● Information shown:
▬▬▬

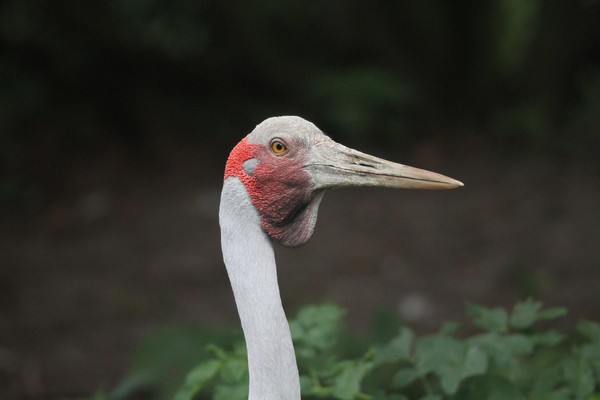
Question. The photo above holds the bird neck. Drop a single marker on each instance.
(250, 261)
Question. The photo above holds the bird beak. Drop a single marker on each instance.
(335, 165)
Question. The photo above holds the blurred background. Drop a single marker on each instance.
(116, 118)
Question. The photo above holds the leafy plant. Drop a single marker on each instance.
(510, 355)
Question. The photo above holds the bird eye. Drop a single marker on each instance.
(278, 147)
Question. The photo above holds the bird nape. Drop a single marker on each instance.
(275, 179)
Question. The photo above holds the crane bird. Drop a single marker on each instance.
(275, 179)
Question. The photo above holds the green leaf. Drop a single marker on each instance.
(231, 392)
(525, 314)
(234, 370)
(579, 376)
(548, 338)
(315, 328)
(552, 313)
(493, 387)
(589, 329)
(476, 362)
(397, 349)
(432, 397)
(347, 383)
(197, 378)
(450, 359)
(404, 377)
(489, 319)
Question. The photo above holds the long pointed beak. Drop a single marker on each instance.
(334, 165)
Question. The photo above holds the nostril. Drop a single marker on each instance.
(364, 164)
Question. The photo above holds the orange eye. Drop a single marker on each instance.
(278, 147)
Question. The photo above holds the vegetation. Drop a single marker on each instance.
(505, 355)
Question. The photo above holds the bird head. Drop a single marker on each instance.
(287, 164)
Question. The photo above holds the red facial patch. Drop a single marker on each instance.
(279, 189)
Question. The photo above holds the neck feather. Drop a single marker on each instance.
(250, 261)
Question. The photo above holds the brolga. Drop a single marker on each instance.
(275, 179)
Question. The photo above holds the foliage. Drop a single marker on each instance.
(508, 355)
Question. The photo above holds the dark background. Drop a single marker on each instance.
(116, 118)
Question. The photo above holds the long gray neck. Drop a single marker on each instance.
(250, 261)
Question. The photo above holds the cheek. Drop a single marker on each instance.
(282, 188)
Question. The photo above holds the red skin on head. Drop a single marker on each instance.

▬▬▬

● Set exercise: Output the material word for word, omitting its pictures.

● Final result:
Question. The photo above holds the bird neck. Drop a single marker on each instance.
(250, 261)
Question. The photo above holds the bird beak. Drop a single marker on each instance.
(335, 165)
Question. The photo above holds the blurred background. Drop a single marker on each instance.
(116, 118)
Question. The photo above holds the leafy plant. Drop a single marker on each instance.
(510, 355)
Question. The photo above holds the bird eye. Drop a single marker on each instance.
(278, 147)
Question. The photo above holds the bird nape. Drop a single marker on each instance.
(275, 179)
Question. The photo above holds the crane bird. Drop a single marker on each instance.
(275, 179)
Question. The photo above holds the green leaf. Drop a single marker on each instance.
(231, 392)
(525, 314)
(234, 370)
(579, 376)
(548, 338)
(315, 328)
(552, 313)
(493, 387)
(589, 329)
(476, 362)
(397, 349)
(432, 397)
(347, 383)
(197, 378)
(450, 359)
(404, 377)
(489, 319)
Question. The photo above holds the long pointed beak. Drop a single marker on each instance.
(334, 165)
Question. The photo above holds the nostril. Drop a single marker on each instance.
(364, 164)
Question. The photo above holds the orange eye. Drop a single marker on each instance.
(278, 147)
Question. The photo above holds the vegetation. Drop a single marker on each instance.
(505, 355)
Question. The photo above holds the bird head. Drop a single marker on each instance.
(287, 164)
Question. The photo above holds the red facial patch. Drop a single marker on each instance.
(279, 189)
Question. The photo above holds the neck feather. Drop a single marker on each instance.
(250, 261)
Question. The photo above holds the brolga. Drop a single marker on each instance.
(275, 179)
Question. The photo above holds the foliage. Drop a single marker on each instance.
(508, 355)
Question. The photo above holds the dark background. Drop a single marker on each instance.
(116, 118)
Question. The photo above holds the long gray neck. Drop a single marker on each instance.
(250, 261)
Question. The photo above holds the cheek. Drop a single marker on each instance.
(282, 188)
Question. The photo above holds the red skin on head. Drop a single marker on each instance.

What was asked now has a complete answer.